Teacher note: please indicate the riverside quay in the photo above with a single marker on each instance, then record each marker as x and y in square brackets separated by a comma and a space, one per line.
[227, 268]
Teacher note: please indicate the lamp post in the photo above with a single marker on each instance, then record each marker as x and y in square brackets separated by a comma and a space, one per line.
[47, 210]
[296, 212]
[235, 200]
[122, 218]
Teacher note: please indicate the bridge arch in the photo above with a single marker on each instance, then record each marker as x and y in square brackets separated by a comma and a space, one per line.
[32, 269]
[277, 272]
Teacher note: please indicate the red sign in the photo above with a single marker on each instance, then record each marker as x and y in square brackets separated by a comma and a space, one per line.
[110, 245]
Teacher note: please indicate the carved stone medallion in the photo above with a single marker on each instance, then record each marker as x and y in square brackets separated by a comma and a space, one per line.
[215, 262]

■ ■ ■ ■ ■ ■ ■

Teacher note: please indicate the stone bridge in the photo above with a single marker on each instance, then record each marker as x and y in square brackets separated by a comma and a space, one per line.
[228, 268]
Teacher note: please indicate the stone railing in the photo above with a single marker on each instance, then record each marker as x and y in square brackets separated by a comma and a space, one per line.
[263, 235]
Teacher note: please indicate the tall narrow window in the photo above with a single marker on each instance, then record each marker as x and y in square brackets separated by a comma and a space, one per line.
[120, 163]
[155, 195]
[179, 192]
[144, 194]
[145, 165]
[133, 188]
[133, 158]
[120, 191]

■ ■ ■ ■ ■ ■ ■

Exercise prompt
Please list every row above that contains the word "bridge", copying each such row in full.

Result for this exercise
Teacher note: please indicate the bridge arch in the photo above with a single marker on each instance, then record each marker as x and y in square brackets separated by a comma and a space, one per line.
Teacher note: please indicate the stone bridge in the photo above with a single marker on each instance, then record each marker as x and y in square brackets separated by a comma and a space, one per line.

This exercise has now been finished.